** Task brief **
Each line in the records that mentions the word "below" needs to be listed.
(Records for this task Opens)
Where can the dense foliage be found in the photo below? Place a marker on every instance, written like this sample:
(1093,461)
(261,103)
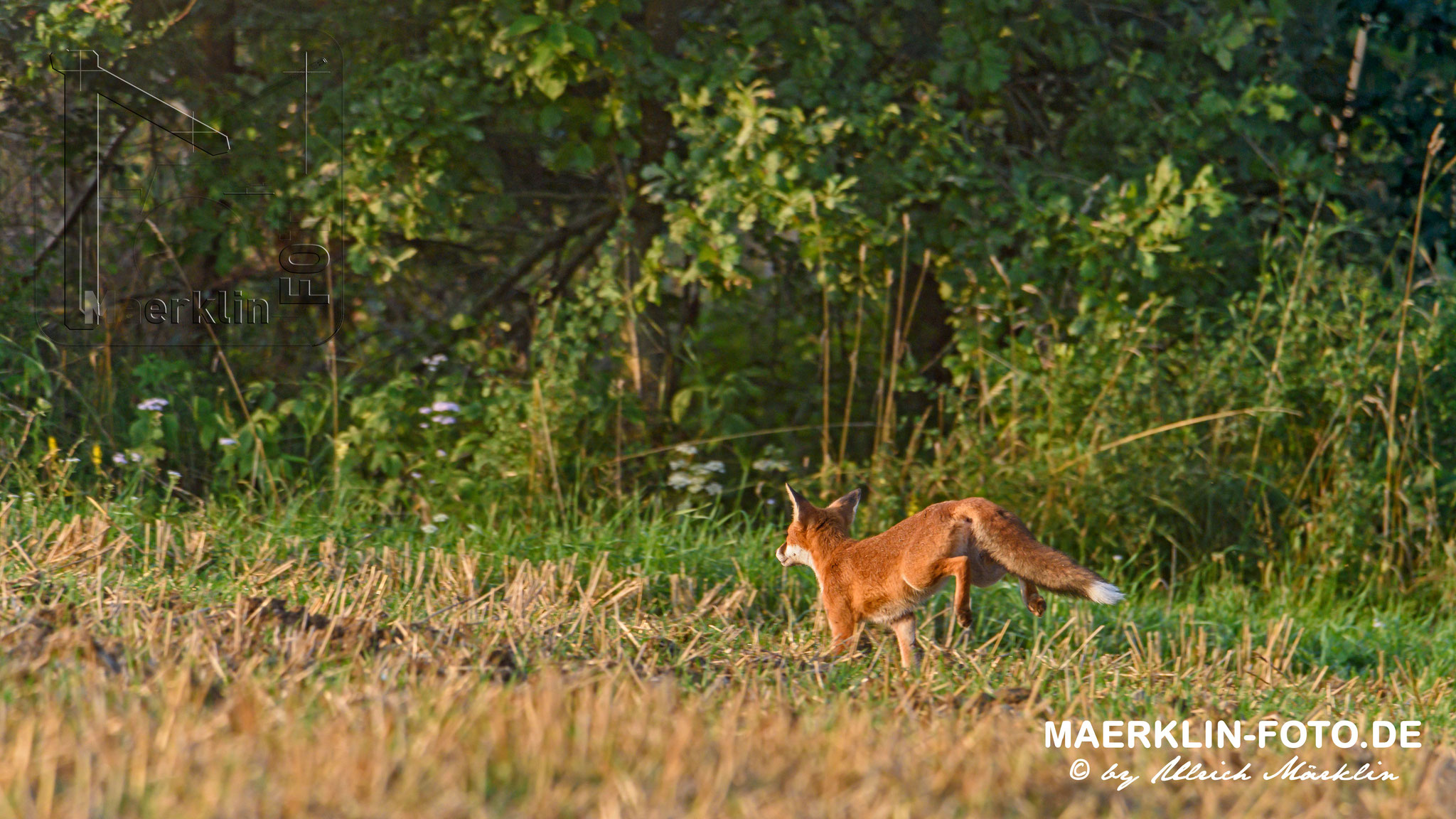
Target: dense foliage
(1167,279)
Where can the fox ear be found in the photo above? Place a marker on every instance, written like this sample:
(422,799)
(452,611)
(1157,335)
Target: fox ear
(846,506)
(798,502)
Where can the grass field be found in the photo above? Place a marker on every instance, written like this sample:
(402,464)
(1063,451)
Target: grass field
(638,663)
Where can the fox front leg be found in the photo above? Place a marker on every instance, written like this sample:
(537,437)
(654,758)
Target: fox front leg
(1036,604)
(842,624)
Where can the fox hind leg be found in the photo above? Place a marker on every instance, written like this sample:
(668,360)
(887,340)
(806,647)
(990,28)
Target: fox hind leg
(1036,604)
(904,634)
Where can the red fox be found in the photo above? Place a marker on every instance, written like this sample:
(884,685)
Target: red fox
(884,577)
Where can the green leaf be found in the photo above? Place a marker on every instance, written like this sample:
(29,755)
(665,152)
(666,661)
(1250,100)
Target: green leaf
(523,25)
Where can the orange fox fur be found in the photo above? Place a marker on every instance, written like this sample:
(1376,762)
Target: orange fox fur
(884,577)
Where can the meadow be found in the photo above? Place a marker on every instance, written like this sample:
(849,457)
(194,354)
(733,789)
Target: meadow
(172,660)
(472,509)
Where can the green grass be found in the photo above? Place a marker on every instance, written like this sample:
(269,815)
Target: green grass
(315,638)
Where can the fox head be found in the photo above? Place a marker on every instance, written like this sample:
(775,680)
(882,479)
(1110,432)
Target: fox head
(813,525)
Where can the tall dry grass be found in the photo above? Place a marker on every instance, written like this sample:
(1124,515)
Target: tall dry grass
(331,680)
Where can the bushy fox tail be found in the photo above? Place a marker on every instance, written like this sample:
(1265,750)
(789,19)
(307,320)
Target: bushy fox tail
(1004,537)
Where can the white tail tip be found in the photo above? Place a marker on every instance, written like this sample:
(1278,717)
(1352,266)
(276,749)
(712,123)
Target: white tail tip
(1104,594)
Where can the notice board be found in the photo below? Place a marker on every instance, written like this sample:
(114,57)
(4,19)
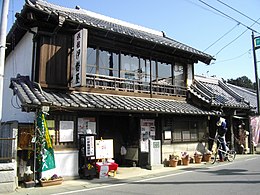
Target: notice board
(104,148)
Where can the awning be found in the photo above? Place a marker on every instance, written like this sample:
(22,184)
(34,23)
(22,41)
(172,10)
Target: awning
(32,96)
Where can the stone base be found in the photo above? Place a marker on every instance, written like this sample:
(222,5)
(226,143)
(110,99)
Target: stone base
(29,184)
(153,167)
(7,187)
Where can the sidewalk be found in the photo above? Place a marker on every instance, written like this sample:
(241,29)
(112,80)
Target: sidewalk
(124,174)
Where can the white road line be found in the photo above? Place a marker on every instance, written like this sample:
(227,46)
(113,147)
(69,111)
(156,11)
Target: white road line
(142,180)
(121,184)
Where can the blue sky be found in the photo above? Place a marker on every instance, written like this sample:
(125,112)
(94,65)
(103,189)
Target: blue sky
(191,22)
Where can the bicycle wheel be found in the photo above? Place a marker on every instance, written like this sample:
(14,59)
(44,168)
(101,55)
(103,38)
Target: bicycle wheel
(231,155)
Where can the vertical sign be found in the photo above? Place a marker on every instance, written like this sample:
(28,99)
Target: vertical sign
(257,42)
(78,67)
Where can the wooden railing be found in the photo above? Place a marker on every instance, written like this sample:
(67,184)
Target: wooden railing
(7,150)
(122,84)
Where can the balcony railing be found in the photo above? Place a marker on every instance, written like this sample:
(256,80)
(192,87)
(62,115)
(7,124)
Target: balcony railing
(7,150)
(122,84)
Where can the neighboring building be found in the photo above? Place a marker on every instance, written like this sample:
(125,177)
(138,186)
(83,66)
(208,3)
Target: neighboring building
(235,103)
(125,82)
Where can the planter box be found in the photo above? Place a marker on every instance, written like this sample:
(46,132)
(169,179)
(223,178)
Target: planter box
(51,182)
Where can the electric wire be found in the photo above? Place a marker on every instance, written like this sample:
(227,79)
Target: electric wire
(222,37)
(228,16)
(234,58)
(238,12)
(234,39)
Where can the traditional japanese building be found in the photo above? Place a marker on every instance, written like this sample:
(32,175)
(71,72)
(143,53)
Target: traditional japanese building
(92,73)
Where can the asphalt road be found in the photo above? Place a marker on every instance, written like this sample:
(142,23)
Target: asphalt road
(239,177)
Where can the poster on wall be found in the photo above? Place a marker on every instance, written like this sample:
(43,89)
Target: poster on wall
(87,125)
(147,132)
(255,126)
(51,127)
(104,149)
(78,69)
(90,146)
(66,131)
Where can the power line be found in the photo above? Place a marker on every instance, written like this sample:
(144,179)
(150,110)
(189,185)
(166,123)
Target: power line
(239,12)
(228,16)
(234,58)
(235,38)
(221,37)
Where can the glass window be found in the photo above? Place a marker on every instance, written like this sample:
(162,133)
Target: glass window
(108,63)
(104,62)
(129,67)
(164,73)
(179,75)
(153,67)
(91,61)
(144,70)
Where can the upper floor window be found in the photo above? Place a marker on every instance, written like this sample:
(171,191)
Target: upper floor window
(129,67)
(179,75)
(164,73)
(91,61)
(108,63)
(145,74)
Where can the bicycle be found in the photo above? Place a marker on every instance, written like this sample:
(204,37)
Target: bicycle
(228,155)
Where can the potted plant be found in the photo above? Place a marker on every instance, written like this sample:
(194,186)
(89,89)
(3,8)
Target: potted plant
(207,155)
(185,158)
(53,180)
(173,160)
(197,157)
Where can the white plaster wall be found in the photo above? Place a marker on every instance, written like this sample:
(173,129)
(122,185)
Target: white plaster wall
(66,164)
(18,61)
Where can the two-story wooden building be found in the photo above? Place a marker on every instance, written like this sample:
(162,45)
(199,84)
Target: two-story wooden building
(120,81)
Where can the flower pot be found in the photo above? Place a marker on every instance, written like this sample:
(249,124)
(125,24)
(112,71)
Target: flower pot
(185,161)
(198,159)
(206,157)
(51,182)
(173,162)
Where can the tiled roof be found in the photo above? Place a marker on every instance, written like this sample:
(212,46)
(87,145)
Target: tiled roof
(248,95)
(31,95)
(214,92)
(109,24)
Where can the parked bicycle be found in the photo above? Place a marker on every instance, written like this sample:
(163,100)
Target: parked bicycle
(228,155)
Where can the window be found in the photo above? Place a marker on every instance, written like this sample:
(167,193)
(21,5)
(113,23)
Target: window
(184,130)
(154,71)
(108,63)
(179,75)
(164,73)
(129,67)
(91,61)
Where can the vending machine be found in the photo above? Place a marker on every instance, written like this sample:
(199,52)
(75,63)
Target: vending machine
(87,156)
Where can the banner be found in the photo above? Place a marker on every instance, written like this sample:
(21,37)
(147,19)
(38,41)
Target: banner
(45,150)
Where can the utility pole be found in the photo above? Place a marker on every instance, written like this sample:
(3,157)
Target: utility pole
(256,45)
(3,29)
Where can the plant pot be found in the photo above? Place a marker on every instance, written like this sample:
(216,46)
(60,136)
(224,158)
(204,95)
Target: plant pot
(206,157)
(185,161)
(198,159)
(51,182)
(173,162)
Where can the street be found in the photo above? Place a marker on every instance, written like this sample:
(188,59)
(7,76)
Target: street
(239,177)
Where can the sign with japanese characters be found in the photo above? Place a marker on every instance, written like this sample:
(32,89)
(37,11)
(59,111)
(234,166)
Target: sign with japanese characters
(80,59)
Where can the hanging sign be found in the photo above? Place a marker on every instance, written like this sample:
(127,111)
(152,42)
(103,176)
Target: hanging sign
(80,59)
(257,42)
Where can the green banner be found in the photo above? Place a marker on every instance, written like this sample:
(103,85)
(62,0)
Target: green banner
(45,151)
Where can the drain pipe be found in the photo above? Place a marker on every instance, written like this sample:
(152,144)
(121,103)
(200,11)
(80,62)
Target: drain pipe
(3,29)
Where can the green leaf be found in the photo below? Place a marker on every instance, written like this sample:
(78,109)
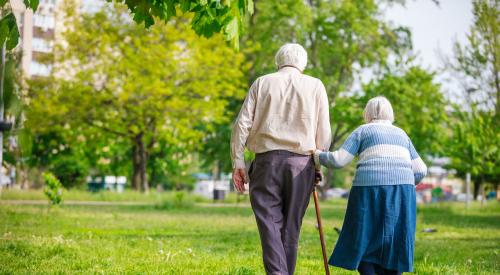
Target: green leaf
(185,5)
(13,39)
(4,32)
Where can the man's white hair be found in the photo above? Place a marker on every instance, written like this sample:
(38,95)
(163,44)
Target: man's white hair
(292,55)
(378,108)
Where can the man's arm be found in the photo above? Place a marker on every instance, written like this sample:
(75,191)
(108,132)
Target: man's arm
(239,136)
(323,129)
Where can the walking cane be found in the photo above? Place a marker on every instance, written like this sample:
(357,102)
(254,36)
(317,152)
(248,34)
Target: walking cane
(320,226)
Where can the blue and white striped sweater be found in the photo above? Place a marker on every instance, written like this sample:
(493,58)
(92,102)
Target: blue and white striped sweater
(386,156)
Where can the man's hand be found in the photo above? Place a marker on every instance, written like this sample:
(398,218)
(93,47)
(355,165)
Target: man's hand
(318,176)
(239,179)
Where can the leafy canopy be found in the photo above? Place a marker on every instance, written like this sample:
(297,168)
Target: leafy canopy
(209,16)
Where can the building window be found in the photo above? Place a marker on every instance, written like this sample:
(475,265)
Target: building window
(40,69)
(44,21)
(41,45)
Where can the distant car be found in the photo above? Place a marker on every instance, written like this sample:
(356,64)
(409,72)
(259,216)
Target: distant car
(462,197)
(5,180)
(335,193)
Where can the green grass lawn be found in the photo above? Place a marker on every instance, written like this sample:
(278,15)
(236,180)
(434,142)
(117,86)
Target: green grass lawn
(217,240)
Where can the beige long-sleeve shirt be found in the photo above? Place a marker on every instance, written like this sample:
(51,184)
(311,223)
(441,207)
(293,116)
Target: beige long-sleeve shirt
(285,110)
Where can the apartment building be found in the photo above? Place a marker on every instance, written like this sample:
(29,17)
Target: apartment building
(40,31)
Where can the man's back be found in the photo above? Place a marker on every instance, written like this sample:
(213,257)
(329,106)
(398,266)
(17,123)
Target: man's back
(288,111)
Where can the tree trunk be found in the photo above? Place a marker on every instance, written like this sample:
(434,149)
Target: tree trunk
(477,185)
(139,159)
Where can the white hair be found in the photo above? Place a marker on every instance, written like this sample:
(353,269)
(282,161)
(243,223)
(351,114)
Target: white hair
(378,108)
(292,55)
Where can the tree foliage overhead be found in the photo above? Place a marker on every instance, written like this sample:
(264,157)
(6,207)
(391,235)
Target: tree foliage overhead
(209,16)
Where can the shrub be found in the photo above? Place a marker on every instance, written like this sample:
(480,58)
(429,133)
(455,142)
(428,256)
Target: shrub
(53,188)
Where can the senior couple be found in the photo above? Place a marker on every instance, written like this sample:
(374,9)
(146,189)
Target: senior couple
(284,120)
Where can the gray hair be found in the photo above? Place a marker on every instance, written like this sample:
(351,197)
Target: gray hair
(378,108)
(292,55)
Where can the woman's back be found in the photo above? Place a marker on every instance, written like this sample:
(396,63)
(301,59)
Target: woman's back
(385,156)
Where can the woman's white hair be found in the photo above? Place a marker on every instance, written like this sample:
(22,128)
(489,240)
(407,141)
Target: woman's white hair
(292,55)
(378,108)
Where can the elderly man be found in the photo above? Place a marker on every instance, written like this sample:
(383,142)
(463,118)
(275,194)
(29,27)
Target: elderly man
(284,119)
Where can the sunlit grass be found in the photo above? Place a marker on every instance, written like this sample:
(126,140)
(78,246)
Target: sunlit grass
(217,240)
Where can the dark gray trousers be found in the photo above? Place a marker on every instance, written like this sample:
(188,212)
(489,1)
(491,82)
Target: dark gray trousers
(281,183)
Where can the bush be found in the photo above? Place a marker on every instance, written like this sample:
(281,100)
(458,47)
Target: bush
(53,188)
(179,200)
(70,170)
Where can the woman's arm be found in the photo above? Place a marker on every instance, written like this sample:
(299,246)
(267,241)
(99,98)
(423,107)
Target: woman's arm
(417,164)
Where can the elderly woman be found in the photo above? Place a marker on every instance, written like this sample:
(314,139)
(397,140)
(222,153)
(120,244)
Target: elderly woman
(378,234)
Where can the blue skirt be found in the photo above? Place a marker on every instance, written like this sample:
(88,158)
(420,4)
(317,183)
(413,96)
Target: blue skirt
(379,228)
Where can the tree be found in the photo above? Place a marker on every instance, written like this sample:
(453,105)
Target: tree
(474,146)
(209,16)
(477,64)
(419,107)
(343,39)
(145,91)
(475,122)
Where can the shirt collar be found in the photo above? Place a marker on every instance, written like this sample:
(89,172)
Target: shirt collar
(384,121)
(289,69)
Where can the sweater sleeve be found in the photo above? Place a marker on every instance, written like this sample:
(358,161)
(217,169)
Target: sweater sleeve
(345,154)
(242,126)
(418,165)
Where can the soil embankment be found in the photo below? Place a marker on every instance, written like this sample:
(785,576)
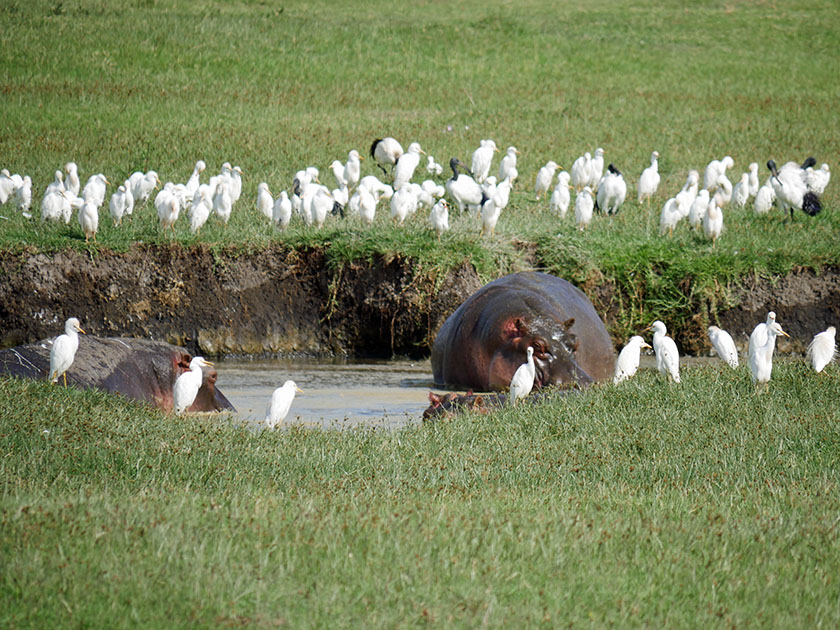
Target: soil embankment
(282,301)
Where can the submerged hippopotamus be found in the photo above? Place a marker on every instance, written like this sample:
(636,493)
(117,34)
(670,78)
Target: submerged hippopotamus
(483,342)
(136,368)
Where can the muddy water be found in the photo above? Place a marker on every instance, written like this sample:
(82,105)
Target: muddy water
(336,393)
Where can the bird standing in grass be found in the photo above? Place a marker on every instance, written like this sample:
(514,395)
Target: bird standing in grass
(667,356)
(281,402)
(63,350)
(724,345)
(628,359)
(187,385)
(523,379)
(822,349)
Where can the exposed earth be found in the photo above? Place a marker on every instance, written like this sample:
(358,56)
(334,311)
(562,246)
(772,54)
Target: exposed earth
(282,301)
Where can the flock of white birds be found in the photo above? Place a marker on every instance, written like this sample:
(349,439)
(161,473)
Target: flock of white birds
(793,186)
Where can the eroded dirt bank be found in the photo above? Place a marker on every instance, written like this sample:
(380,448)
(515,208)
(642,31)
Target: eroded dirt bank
(284,301)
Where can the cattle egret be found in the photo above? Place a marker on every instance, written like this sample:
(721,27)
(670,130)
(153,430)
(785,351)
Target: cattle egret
(281,402)
(822,349)
(544,177)
(580,171)
(761,347)
(63,350)
(628,359)
(507,166)
(386,152)
(523,379)
(791,190)
(265,202)
(584,206)
(724,345)
(612,190)
(667,357)
(713,222)
(649,179)
(187,385)
(463,188)
(561,198)
(439,217)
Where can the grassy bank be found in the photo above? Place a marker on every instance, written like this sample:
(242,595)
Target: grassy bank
(646,504)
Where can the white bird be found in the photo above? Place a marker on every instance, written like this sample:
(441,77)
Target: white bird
(282,211)
(628,359)
(822,349)
(352,169)
(764,199)
(187,385)
(265,202)
(612,190)
(649,179)
(561,198)
(482,160)
(72,183)
(463,188)
(507,165)
(439,217)
(669,217)
(713,222)
(698,209)
(63,350)
(761,347)
(580,171)
(432,167)
(667,356)
(281,402)
(544,177)
(89,219)
(741,192)
(596,168)
(584,206)
(523,379)
(724,345)
(116,207)
(406,165)
(386,152)
(791,189)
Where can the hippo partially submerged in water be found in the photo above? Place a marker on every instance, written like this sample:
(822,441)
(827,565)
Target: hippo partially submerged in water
(483,342)
(136,368)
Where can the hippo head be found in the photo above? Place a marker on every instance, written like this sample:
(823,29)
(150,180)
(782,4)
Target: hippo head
(554,346)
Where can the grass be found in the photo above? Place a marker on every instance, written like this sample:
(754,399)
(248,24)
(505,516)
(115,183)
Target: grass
(646,504)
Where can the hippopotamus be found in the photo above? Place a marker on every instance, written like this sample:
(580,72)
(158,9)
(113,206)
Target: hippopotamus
(136,368)
(483,342)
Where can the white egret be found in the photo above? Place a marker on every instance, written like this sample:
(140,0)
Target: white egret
(649,179)
(281,402)
(439,217)
(822,349)
(584,207)
(612,190)
(265,202)
(667,356)
(187,385)
(724,345)
(561,198)
(523,379)
(628,359)
(63,350)
(544,177)
(713,222)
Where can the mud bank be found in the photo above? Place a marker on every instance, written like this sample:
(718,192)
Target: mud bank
(281,301)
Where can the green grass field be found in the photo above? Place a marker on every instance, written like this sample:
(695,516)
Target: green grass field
(645,505)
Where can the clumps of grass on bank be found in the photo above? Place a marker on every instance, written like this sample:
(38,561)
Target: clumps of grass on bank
(645,503)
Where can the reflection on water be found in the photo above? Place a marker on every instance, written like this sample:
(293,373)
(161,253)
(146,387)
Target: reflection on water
(336,393)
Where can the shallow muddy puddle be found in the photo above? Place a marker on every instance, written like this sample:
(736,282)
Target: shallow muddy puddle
(337,394)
(Records for this task Closes)
** Written solution **
Where can the dense foliage be found in the photo below? Place a marker on every instance, written like this sample:
Where can the notice board be found in the photo below? Place a marker on every instance, written like this sample:
Where can the green leaf be found in the photo below? Place a marker on every instance, written like this sample:
Where can the soil embankment be found in the photo below? Place a marker on every instance, written like this sample:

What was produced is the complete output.